> [TEXT EXCERPT]
Documenting Requirements


The success of a business solution is directly related to the clarity with which the problem has been defined. The business solution project has a great impact on the performance of both the Customer team and the solution provider.

This white paper clarifies the role of documentation as a foundation for building a successful business solution project.

Why should the requirements be documented?

The first reason of documenting requirements is to clearly identify the issues in the business scenario relevant to the project. The second is to get agreement (of both, customer team and the team of the solution provider) on what you are about to build, before you actually start building it. Thirdly, documenting requirements from beginning, helps trace the changes made to the requirements and thereby help people understand how it will affect the time and financial investments of the project.

Studies have shown that spending time doing requirements management can pay big dividends in terms of on-time, on-budget project delivery. If a project doesn’t get the requirements right, it is difficult to implement correctly or test correctly. Without good requirements management, all aspects of the project will suffer.

Who should document the requirements?

The documents can be prepared by either party. The person documenting requirements must be very familiar with, and sensitive to, the actual customer organization needs that the requirements are intended to solve.

Typically, this job is given to a person having good analytical power, communication skills and writing ability. That individual must have a direct access to the stakeholders who have expressed the needs that drove the requirements. This individual also must be intimate with the customer organization needs and act as a customer advocate to the project team (The team may consist of people from both sides, customer and solution provider).

Who benefits from requirements management?

Ultimately, the project benefits the most. The customer organization benefits because there are increased chances of getting the project delivered on-time and within budgets. The software team benefits because they can clearly identify the resources required, estimate time and investment needs more accurately and test the milestones vis-à-vis the requirements.

> [DATASET CONTENT]
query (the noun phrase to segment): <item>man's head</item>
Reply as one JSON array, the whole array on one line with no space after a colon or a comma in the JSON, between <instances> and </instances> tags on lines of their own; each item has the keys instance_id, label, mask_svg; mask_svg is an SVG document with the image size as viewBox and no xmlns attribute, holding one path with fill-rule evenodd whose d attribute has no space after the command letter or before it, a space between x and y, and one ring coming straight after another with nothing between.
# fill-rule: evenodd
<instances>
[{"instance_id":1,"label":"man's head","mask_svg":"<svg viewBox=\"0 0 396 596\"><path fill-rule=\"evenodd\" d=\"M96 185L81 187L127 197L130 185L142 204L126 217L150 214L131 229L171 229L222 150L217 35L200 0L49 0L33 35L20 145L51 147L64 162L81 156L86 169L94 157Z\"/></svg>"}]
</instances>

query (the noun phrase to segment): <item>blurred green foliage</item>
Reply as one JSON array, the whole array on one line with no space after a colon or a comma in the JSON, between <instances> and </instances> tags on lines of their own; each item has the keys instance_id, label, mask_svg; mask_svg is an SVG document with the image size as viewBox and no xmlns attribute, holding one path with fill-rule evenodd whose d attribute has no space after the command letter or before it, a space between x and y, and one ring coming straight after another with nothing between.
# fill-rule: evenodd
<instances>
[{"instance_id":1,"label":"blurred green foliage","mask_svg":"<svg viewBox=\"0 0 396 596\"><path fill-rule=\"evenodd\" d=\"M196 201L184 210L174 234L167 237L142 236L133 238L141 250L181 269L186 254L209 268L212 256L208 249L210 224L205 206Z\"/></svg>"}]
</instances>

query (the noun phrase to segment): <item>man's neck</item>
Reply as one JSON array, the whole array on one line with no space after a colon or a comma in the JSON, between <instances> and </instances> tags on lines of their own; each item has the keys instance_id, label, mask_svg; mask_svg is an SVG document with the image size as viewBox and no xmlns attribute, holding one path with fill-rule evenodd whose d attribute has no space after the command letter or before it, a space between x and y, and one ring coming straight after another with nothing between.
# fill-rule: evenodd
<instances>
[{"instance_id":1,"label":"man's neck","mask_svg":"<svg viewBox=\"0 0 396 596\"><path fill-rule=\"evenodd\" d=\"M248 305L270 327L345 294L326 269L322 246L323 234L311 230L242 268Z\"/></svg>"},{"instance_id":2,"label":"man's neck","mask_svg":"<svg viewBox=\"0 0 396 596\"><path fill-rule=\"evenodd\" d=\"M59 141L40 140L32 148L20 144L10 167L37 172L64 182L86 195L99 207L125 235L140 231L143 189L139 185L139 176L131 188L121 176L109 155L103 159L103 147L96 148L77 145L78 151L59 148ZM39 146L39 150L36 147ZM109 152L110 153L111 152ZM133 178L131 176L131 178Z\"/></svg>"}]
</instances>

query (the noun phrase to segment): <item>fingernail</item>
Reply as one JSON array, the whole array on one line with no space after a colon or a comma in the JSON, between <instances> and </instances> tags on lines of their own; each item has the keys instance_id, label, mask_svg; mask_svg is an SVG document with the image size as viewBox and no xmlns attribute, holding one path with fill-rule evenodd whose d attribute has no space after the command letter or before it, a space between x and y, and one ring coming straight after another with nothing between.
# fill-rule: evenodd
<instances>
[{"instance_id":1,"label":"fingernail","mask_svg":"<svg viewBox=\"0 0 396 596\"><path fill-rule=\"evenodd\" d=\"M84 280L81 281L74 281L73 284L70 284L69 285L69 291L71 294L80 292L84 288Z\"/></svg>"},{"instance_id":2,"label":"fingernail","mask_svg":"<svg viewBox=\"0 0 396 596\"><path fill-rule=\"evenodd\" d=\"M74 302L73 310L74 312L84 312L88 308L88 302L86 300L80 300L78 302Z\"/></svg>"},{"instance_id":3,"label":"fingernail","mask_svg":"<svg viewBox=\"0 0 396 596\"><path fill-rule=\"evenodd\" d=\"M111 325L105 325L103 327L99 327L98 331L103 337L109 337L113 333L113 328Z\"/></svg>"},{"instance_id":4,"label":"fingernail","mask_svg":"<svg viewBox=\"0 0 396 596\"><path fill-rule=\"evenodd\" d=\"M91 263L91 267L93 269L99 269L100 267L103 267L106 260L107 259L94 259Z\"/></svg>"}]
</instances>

> [EXERCISE DETAILS] Reproduce the full "Documenting Requirements" text word for word.

> [COMPLETED EXERCISE]
Documenting Requirements


The success of a business solution is directly related to the clarity with which the problem has been defined. The business solution project has a great impact on the performance of both the Customer team and the solution provider.

This white paper clarifies the role of documentation as a foundation for building a successful business solution project.

Why should the requirements be documented?

The first reason of documenting requirements is to clearly identify the issues in the business scenario relevant to the project. The second is to get agreement (of both, customer team and the team of the solution provider) on what you are about to build, before you actually start building it. Thirdly, documenting requirements from beginning, helps trace the changes made to the requirements and thereby help people understand how it will affect the time and financial investments of the project.

Studies have shown that spending time doing requirements management can pay big dividends in terms of on-time, on-budget project delivery. If a project doesn’t get the requirements right, it is difficult to implement correctly or test correctly. Without good requirements management, all aspects of the project will suffer.

Who should document the requirements?

The documents can be prepared by either party. The person documenting requirements must be very familiar with, and sensitive to, the actual customer organization needs that the requirements are intended to solve.

Typically, this job is given to a person having good analytical power, communication skills and writing ability. That individual must have a direct access to the stakeholders who have expressed the needs that drove the requirements. This individual also must be intimate with the customer organization needs and act as a customer advocate to the project team (The team may consist of people from both sides, customer and solution provider).

Who benefits from requirements management?

Ultimately, the project benefits the most. The customer organization benefits because there are increased chances of getting the project delivered on-time and within budgets. The software team benefits because they can clearly identify the resources required, estimate time and investment needs more accurately and test the milestones vis-à-vis the requirements.